• Set exercise:
All of the lines below are to be transcribed faithfully, with pictures excluded from the copy.

• Input for this task:
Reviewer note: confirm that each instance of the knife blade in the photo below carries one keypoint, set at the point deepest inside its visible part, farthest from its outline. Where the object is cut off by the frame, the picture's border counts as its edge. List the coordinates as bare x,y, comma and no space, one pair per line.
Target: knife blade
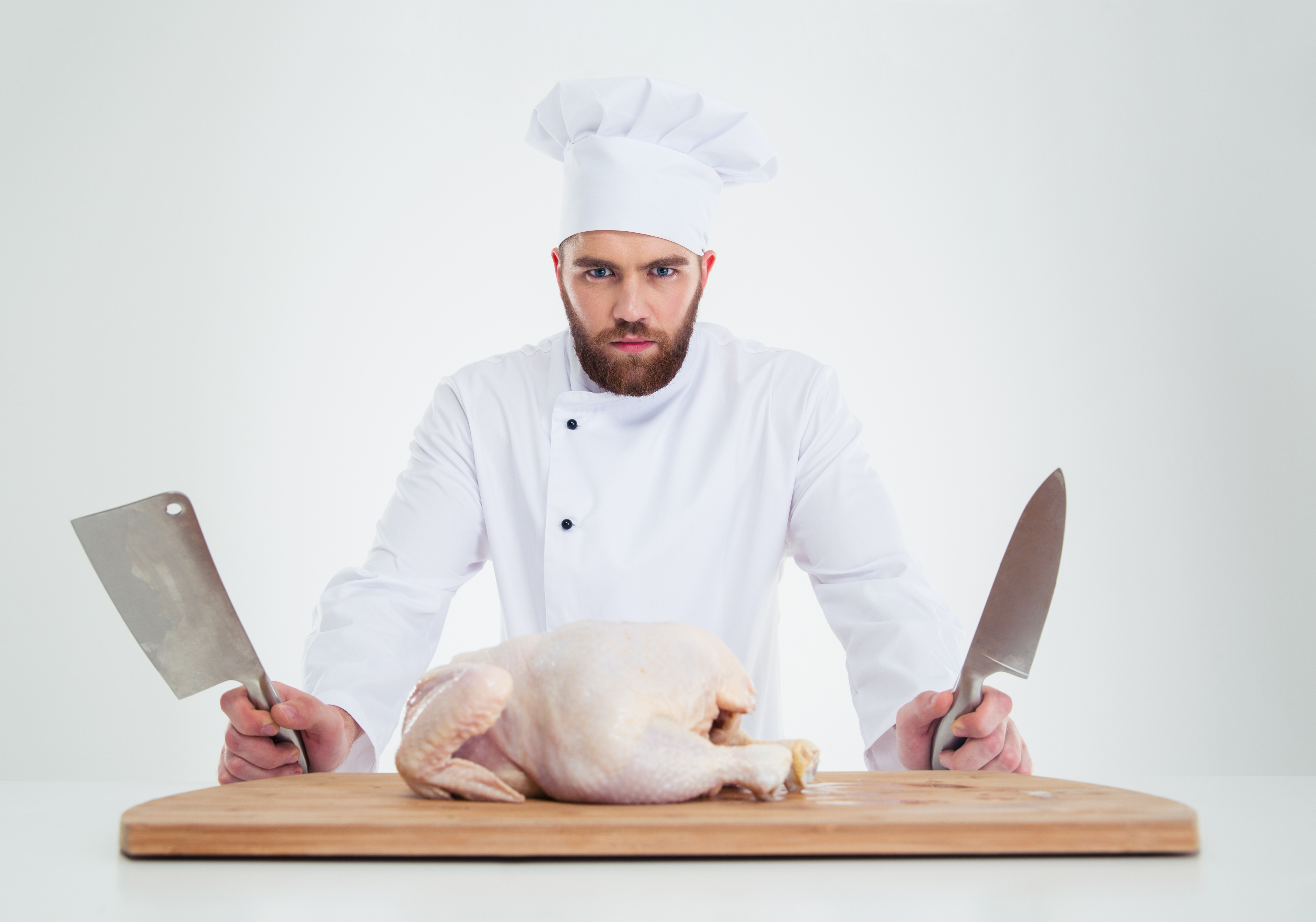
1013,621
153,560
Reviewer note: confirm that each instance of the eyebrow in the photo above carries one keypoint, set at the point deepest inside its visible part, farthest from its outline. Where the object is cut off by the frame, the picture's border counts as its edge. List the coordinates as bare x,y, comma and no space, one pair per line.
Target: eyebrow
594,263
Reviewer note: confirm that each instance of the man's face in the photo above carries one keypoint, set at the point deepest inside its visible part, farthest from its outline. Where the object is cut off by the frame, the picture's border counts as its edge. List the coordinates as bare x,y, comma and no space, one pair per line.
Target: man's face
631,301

• Written reply:
Reviewer note: confirm that each instance of the knife blade in the photo below carries one keypoint, set at the point deepest inside its visible part, farthest from its outline. Where the object is cut off by the frame, the picture's border counts as its edge. List the coordinates as bare x,y, comma and no space, one pair per line.
Target: knife blade
1013,621
153,560
Reviewer note: confirm that each instance of the eyebrow in the photo above carries one keypoint, set at the point deepest inside its visible part, farthest from its outline. Where the object is cut off by the frame, the picture's border counts as its edge. List the coordinates as bare x,y, comma and no space, one pair per line.
Target: eyebrow
594,263
Reviewer note: confirm that each instance of the man's face in the photo above carries one keypoint, set at the point deepest inside its visible part, farthest from its outline. Where the object is cut off by the frame, the picture's border counts as its edge. List the coordinates as bare x,y, comma and no space, one pair per line.
Target: man's face
631,301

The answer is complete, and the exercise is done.